[REQUIREMENT] Copy out the rows from the line containing "For the trial run, indicate each instance of the thin" through the end of the rows, keeping every line unchanged.

(Dataset entries)
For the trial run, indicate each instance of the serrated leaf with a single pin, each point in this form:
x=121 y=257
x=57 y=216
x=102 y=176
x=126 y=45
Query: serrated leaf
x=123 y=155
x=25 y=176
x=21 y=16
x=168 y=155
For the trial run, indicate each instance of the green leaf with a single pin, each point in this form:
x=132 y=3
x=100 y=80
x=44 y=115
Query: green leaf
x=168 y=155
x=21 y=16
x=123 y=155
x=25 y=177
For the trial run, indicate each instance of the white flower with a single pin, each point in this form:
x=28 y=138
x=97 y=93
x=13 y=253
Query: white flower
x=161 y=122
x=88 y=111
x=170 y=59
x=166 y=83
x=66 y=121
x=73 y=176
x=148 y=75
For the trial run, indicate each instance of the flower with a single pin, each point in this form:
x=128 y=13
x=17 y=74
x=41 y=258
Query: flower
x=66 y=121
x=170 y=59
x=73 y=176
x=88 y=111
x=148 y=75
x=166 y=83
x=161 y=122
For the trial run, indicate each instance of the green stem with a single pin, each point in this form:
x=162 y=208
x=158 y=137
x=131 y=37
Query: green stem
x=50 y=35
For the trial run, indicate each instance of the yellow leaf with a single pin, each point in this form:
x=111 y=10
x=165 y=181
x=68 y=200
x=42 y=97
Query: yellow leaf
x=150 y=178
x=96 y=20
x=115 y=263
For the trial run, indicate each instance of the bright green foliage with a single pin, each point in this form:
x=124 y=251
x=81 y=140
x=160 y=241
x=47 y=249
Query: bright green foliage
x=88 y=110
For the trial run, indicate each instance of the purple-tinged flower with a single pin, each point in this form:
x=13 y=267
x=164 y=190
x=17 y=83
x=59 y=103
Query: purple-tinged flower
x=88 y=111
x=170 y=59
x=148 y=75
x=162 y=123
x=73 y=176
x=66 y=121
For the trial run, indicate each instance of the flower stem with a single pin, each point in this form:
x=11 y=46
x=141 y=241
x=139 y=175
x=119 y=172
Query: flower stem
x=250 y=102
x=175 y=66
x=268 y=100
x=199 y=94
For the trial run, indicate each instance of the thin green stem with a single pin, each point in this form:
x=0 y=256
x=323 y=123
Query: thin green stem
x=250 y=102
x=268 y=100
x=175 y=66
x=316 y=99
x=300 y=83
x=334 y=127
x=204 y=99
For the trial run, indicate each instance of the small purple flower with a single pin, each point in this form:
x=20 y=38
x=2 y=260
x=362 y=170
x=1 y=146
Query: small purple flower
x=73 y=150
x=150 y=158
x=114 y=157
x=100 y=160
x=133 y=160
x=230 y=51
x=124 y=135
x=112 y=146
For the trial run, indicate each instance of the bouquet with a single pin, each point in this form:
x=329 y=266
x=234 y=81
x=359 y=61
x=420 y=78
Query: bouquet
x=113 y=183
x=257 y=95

[RESULT OF THE EXERCISE]
For the trial run, indicate each instance of the thin green stem with a single pin, each point in this form:
x=0 y=256
x=323 y=123
Query: thin green stem
x=250 y=102
x=268 y=100
x=175 y=66
x=316 y=99
x=300 y=83
x=334 y=127
x=204 y=99
For the trial run, indicate each instance of the small purple flower with a single pin, each point in this form:
x=20 y=38
x=2 y=260
x=362 y=170
x=1 y=146
Query: small purple flower
x=73 y=150
x=150 y=158
x=114 y=157
x=100 y=160
x=133 y=160
x=230 y=51
x=124 y=135
x=112 y=146
For the trial run, indicate each instance of the bouquet with a single pin, each point in this form:
x=329 y=266
x=234 y=81
x=359 y=61
x=420 y=78
Query: bouquet
x=113 y=183
x=257 y=95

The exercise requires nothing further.